▶ **Coordinate annotation entries**
□ □ □ □

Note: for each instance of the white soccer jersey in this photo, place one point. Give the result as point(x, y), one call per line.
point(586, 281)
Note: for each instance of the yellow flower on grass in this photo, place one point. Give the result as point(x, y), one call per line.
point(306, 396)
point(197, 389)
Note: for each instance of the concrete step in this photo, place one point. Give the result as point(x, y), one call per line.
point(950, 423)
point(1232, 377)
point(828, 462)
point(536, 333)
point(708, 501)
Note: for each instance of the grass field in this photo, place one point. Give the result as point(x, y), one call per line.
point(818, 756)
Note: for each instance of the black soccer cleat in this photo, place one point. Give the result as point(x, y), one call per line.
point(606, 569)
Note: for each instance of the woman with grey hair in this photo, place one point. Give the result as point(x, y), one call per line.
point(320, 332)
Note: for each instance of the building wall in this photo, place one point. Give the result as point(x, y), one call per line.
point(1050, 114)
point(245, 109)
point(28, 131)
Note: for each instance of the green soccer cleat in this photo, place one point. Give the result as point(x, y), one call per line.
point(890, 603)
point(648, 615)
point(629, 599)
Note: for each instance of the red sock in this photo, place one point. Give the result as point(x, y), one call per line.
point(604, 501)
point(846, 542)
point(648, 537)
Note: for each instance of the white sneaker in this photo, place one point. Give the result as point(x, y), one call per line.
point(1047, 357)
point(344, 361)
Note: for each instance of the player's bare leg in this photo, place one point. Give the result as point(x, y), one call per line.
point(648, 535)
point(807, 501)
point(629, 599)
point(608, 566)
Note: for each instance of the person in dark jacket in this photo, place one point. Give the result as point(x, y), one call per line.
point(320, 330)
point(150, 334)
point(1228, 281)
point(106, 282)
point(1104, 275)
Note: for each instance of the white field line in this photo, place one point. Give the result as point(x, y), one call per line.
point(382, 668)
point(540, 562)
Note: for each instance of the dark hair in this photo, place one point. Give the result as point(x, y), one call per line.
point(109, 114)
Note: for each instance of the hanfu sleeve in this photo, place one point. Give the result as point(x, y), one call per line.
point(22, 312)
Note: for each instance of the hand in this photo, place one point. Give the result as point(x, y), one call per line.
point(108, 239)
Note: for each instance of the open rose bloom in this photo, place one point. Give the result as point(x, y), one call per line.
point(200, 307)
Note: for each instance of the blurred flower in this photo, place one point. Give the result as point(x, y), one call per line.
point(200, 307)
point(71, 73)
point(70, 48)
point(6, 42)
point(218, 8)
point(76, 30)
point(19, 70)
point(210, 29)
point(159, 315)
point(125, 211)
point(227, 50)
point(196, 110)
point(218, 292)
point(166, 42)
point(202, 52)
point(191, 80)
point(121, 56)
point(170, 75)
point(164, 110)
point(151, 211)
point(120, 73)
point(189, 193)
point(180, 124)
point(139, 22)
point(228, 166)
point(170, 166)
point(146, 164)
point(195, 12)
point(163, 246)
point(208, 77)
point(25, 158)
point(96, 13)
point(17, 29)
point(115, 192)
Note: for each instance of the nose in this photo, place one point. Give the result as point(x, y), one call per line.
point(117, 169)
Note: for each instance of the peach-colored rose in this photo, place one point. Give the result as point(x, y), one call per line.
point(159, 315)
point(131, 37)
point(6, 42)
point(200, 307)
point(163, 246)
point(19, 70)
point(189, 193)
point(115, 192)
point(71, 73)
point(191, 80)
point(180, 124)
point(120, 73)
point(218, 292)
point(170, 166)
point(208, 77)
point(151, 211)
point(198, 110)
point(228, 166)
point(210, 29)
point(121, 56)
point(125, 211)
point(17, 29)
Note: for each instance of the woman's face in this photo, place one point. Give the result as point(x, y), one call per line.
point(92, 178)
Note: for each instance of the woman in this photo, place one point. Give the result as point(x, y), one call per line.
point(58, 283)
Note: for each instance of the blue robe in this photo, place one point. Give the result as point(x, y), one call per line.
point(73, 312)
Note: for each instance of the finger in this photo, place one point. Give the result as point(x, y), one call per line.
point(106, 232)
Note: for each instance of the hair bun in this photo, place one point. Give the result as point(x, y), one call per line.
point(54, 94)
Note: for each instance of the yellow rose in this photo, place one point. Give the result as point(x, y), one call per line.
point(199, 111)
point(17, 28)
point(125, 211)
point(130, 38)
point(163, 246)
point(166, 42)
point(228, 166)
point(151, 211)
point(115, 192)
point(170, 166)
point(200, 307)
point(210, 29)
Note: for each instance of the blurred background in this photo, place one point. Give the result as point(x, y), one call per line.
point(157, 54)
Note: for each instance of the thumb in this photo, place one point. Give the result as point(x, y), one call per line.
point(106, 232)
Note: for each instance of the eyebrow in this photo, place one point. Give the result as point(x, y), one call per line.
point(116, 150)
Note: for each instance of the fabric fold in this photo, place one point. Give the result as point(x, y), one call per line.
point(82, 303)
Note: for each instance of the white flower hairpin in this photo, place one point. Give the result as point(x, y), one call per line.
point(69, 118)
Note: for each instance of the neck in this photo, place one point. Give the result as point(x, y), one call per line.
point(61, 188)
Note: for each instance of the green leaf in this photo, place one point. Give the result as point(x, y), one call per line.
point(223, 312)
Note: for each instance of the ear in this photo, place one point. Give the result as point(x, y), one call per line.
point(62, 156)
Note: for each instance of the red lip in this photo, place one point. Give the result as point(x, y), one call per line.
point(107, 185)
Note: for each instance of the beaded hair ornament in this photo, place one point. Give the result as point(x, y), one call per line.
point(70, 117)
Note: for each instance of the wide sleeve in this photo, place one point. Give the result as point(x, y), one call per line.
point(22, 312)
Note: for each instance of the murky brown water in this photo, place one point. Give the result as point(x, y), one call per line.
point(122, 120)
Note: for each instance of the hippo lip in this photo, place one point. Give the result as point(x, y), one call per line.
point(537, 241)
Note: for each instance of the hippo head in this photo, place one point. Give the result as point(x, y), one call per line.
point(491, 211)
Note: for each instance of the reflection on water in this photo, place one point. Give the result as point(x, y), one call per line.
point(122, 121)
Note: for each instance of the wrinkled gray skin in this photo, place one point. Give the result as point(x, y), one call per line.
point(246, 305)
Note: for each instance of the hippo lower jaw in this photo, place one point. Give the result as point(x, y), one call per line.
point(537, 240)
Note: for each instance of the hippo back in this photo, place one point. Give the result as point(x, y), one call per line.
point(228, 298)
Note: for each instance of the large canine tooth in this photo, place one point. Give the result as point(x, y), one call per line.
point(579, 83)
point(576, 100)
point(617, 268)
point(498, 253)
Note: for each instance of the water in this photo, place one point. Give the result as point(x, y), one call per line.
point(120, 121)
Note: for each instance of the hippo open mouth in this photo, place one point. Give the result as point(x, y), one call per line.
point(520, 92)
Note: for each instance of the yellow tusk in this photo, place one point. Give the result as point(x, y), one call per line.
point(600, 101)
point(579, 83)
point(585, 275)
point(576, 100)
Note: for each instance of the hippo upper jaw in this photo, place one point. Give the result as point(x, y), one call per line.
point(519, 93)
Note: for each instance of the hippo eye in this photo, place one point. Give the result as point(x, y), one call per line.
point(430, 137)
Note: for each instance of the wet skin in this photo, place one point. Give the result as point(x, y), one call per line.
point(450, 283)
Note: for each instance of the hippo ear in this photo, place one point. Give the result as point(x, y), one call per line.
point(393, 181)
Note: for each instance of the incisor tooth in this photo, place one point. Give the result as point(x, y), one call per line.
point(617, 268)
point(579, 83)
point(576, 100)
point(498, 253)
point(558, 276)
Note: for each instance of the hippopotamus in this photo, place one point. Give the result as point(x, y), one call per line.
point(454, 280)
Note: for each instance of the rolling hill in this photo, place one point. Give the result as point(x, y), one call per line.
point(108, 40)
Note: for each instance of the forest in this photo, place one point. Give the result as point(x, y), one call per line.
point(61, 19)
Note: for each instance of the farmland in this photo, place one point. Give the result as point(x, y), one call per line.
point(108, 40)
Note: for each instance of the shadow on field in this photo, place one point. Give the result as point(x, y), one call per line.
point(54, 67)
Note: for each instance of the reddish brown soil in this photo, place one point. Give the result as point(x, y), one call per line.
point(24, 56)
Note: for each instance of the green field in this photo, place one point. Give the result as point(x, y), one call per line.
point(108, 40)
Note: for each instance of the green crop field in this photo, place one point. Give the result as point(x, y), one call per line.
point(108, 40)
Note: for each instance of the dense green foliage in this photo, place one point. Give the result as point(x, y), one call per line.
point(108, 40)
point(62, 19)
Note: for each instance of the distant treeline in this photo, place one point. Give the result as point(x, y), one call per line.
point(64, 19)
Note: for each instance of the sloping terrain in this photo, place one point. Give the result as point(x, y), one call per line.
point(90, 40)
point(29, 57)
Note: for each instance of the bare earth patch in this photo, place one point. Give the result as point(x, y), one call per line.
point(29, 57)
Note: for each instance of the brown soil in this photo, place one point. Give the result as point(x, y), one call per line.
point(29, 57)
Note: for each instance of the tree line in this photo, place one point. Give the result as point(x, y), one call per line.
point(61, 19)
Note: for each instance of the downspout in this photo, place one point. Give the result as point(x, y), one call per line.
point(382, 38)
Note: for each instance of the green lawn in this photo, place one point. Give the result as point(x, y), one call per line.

□ □ □ □

▶ **Aim**
Copy everything from the start of the data down to the line containing "point(648, 537)", substituting "football boot" for "soccer cleat" and keeping all else the same.

▶ **Result of this task**
Note: for each instance of the white soccer jersey in this photo, place one point. Give the result as point(x, y), one call per line.
point(586, 281)
Note: for each instance of the yellow flower on grass in this photo, place one point. Give the result as point(x, y), one call per line.
point(306, 396)
point(197, 389)
Note: for each instance of the concrete step in this photo, place one point. Give the result as point(x, y), one call per line.
point(950, 423)
point(1232, 377)
point(828, 462)
point(536, 333)
point(708, 501)
Note: for each instance of the grass field in this photo, place one point. Give the result as point(x, y), one call per line.
point(818, 756)
Note: for each instance of the black football boot in this photo, place one point. Give the result as point(x, y), one call per line.
point(606, 569)
Note: for each instance of the woman with grey hair in this photo, place one point. Give the result as point(x, y), one call per line.
point(320, 332)
Note: for each instance of the building wall in this photo, place one point. Give the result as point(x, y), one call per line.
point(1050, 114)
point(245, 109)
point(28, 131)
Note: for each instance of the green football boot in this photo, place one point. Give the result as point(x, y), one call per line.
point(890, 603)
point(648, 615)
point(629, 599)
Note: for each instance of the red sock in this photo, place one point. Give the result as point(x, y), one call per line.
point(604, 501)
point(846, 542)
point(648, 537)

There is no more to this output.